[THE TASK]
Reproduce the lines below verbatim, starting at the line that contains "Segment the blue" and ending at the line that contains "821L1181 832L1260 832L1256", with both of those lines included.

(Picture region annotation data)

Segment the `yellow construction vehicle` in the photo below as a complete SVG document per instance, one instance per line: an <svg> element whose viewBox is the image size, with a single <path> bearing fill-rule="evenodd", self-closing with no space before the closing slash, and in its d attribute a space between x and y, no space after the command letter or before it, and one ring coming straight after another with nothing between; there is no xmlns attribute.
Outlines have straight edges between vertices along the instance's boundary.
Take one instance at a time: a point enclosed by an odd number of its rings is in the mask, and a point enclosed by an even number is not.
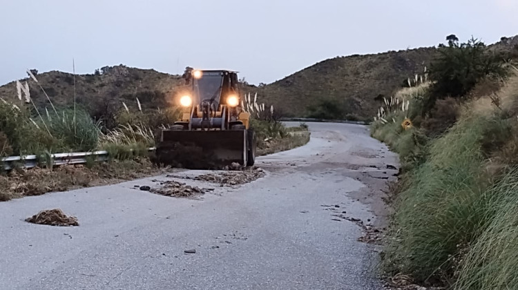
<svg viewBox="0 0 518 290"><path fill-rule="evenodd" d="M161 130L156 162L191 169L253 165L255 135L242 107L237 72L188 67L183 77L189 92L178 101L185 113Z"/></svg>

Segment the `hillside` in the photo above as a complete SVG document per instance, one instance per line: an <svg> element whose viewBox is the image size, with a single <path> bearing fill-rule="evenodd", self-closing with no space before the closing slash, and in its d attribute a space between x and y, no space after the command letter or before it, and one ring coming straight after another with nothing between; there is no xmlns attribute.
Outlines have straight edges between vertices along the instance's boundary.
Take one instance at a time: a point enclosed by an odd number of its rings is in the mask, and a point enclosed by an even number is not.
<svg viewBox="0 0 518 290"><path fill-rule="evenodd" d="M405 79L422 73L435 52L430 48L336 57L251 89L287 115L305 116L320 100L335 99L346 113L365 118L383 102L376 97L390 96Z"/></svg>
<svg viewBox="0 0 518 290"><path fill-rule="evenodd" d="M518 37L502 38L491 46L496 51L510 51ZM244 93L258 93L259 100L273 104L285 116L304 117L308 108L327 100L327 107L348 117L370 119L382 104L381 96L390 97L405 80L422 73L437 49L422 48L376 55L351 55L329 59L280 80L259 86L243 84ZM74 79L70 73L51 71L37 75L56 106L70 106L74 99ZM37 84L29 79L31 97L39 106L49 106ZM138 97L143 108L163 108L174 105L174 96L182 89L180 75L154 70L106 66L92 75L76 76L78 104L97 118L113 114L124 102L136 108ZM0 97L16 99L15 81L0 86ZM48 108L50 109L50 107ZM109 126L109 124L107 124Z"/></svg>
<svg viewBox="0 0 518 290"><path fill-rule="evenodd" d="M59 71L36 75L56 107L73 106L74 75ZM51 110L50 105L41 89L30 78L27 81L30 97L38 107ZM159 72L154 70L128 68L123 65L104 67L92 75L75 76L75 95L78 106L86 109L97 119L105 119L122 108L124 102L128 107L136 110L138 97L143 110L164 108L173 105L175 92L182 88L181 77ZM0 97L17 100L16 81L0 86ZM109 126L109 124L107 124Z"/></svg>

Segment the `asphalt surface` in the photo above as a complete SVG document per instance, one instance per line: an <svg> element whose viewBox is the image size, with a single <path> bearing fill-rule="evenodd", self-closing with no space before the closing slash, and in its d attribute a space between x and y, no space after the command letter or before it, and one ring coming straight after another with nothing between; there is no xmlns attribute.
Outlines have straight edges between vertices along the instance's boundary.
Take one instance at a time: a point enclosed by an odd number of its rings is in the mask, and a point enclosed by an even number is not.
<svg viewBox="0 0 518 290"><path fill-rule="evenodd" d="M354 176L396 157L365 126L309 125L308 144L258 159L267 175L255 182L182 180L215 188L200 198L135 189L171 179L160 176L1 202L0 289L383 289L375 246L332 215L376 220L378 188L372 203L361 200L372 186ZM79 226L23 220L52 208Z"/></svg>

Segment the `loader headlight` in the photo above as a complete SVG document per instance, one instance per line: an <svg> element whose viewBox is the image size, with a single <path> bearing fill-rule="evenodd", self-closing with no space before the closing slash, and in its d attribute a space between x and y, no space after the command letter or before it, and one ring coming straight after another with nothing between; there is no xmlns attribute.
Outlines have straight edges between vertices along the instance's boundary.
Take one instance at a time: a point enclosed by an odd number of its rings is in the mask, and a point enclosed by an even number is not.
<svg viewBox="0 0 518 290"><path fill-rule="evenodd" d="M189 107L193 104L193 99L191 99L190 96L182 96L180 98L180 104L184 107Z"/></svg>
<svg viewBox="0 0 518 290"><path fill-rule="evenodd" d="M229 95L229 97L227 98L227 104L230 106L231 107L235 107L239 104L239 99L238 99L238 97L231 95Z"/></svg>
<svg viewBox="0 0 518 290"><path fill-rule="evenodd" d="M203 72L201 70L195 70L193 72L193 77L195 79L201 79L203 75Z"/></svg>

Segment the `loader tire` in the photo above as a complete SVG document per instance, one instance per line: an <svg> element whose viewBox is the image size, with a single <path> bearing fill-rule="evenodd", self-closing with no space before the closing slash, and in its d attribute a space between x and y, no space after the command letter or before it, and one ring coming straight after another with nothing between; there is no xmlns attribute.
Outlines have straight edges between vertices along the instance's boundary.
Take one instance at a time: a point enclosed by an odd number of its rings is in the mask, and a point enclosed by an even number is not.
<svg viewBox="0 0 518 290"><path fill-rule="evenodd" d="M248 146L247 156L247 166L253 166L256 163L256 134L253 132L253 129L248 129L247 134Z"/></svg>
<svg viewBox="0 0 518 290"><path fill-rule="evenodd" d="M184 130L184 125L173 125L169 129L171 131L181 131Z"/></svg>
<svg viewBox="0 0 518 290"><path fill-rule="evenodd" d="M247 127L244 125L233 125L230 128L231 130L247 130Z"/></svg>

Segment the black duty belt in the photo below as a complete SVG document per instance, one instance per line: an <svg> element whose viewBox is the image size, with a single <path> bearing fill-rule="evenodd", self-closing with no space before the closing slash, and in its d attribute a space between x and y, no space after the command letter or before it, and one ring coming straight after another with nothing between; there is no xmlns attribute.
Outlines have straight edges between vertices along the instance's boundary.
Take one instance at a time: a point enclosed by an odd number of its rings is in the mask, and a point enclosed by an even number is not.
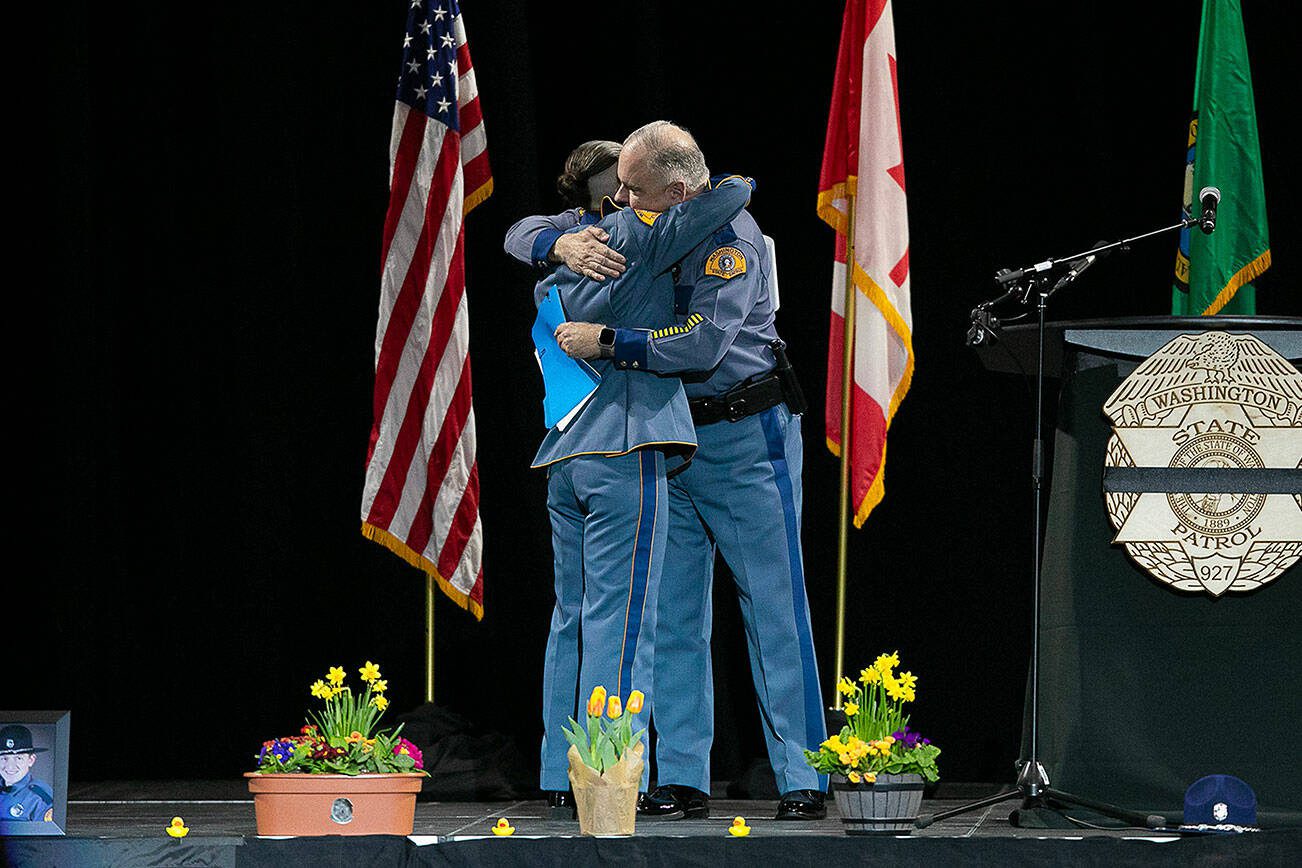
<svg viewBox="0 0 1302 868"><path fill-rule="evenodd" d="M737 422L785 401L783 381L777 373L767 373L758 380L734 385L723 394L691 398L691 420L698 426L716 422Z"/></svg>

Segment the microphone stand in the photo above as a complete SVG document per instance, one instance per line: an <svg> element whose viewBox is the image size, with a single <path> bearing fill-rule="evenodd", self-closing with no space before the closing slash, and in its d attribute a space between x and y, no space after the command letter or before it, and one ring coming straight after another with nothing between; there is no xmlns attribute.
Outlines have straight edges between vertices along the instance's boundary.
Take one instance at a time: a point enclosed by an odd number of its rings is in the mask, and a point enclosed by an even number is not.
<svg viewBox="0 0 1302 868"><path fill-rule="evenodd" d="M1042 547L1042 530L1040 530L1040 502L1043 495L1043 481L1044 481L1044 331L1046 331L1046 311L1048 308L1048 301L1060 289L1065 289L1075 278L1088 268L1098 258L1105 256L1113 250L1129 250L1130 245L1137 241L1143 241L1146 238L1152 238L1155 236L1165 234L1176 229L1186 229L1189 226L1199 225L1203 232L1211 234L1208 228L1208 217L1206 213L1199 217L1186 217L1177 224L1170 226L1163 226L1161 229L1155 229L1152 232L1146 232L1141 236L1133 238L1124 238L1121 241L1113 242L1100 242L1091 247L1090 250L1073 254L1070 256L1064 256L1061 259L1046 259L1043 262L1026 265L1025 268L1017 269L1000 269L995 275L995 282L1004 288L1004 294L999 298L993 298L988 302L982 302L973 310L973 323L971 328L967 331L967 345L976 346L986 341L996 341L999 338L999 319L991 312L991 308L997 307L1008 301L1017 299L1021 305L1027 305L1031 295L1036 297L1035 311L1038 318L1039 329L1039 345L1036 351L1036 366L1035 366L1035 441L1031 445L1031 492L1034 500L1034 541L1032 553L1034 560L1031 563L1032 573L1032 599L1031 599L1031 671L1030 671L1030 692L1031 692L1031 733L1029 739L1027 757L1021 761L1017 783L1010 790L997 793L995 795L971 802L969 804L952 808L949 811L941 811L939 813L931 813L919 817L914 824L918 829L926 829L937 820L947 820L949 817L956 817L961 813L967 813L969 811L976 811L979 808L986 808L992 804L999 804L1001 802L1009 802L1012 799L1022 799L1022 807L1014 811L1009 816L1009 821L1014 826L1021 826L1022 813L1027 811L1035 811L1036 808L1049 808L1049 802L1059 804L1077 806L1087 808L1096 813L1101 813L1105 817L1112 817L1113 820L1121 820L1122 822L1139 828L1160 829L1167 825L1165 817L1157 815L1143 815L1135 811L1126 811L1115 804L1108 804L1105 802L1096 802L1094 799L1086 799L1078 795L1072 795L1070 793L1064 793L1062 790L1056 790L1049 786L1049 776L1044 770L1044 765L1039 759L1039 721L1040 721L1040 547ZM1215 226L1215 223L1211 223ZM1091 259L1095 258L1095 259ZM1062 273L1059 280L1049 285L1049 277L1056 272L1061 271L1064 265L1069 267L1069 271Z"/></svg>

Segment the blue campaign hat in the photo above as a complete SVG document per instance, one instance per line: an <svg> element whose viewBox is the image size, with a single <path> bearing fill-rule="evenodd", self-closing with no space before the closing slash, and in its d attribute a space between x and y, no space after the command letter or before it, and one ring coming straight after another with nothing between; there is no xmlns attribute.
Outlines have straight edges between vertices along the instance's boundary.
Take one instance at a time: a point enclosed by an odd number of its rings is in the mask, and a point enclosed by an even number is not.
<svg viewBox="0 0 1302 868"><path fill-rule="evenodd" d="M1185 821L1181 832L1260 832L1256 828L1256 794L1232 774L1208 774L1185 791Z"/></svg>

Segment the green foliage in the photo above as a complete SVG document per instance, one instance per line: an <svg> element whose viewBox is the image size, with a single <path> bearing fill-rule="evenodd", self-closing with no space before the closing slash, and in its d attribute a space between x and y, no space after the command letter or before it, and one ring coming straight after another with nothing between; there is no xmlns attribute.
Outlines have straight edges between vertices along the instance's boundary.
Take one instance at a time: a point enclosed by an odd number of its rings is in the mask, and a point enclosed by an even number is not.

[RESPONSE]
Segment the blue campaign hat in the photo above as a complete SVG document per instance, one instance per line: an <svg> element whose viewBox is the image size, with a single <path> bearing fill-rule="evenodd", self-closing with no space before the closing slash, and in its d attribute a space between x and y, no space after the command letter or before it, and one ring coming straight after another with nothing between; there is no xmlns attribute.
Outlines have straight edges between vertices along the instance's boundary.
Take one instance at a time: a point enclosed by an odd number of its rings is in the mask, and a point enclosed by an even number is not.
<svg viewBox="0 0 1302 868"><path fill-rule="evenodd" d="M1185 821L1181 832L1260 832L1256 828L1256 794L1232 774L1208 774L1185 791Z"/></svg>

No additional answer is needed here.